**GIVEN RECORDS**:
____________________

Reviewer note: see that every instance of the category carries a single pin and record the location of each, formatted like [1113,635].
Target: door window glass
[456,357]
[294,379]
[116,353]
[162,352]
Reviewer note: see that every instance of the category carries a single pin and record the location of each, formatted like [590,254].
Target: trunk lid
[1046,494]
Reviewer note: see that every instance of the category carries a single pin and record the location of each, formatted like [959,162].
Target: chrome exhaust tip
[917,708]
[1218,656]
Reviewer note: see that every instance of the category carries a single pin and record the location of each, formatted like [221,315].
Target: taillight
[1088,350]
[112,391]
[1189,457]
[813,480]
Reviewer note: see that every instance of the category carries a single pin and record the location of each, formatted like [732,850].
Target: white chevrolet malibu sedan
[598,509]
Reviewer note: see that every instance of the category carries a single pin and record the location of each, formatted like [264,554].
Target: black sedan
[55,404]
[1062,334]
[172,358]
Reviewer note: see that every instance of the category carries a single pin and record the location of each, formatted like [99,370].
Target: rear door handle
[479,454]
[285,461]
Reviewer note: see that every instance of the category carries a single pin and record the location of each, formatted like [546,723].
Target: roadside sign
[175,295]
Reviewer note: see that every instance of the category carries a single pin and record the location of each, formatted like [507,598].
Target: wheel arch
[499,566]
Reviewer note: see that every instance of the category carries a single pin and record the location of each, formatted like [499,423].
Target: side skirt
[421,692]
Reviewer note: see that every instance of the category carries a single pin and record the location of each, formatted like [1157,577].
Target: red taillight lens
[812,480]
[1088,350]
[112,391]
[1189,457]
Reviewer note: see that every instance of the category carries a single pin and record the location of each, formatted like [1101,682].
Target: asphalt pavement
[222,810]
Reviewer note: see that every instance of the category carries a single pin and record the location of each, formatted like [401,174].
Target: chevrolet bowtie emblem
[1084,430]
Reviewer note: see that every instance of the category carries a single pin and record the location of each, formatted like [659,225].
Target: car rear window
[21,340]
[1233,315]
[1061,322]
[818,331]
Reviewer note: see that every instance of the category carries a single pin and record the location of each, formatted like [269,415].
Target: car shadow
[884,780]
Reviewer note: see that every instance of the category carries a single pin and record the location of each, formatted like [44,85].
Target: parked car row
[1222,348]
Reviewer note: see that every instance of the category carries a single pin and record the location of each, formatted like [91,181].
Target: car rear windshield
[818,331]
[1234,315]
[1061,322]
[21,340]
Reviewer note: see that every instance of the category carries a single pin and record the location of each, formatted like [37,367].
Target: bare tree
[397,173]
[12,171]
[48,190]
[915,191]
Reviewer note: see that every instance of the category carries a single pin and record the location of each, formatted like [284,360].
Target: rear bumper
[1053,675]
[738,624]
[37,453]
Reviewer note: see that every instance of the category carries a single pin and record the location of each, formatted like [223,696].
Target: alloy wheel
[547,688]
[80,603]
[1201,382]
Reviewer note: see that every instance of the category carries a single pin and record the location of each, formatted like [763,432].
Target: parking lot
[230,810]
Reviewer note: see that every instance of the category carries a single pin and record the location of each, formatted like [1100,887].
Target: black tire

____________________

**WHAT THE TASK REQUIRES**: Produce an exact repeat of the lines from the one containing "formatted like [659,225]." through the last line of the data, and nothing more.

**OUTPUT BELOW**:
Reviewer note: see that every instance of the category carries a single pin and record the location of each, formatted like [659,225].
Target: car rear window
[21,340]
[1233,315]
[1061,322]
[818,331]
Reviewer note: see that every instance of the category carries a single pin and record the location of each, formatted like [269,415].
Target: car shadow
[884,780]
Reviewer note: see that every instance of the category carries a single pin and record the location of each, formatted like [44,85].
Target: parked car row
[1222,348]
Reviewer note: see that every instance of the category carries a single pin and record the location of each, formatted like [91,181].
Target: car rear windshield
[818,331]
[1234,315]
[1061,322]
[21,340]
Reviewer note: see that every instance of the category carries a single pin and record the location of each, formatted like [37,367].
Target: bare tree
[397,173]
[12,171]
[48,190]
[915,191]
Reviewer note: see that every instance of the category carries a single pin and record the location of each, formatted like [284,360].
Target: rear bumper
[1053,675]
[738,624]
[37,453]
Reviewer note: see that every instance of the category carries a single pin and record the location of each, formatted like [223,696].
Target: alloy wheel
[547,688]
[80,603]
[1201,382]
Reviewer note: see that every instance of the category carries a single pin and record the location of each, formatted like [763,432].
Target: parking lot
[230,810]
Reviewer note: see that every instance of the category carries a single pin and record the location of each, formatted like [1100,887].
Target: black tire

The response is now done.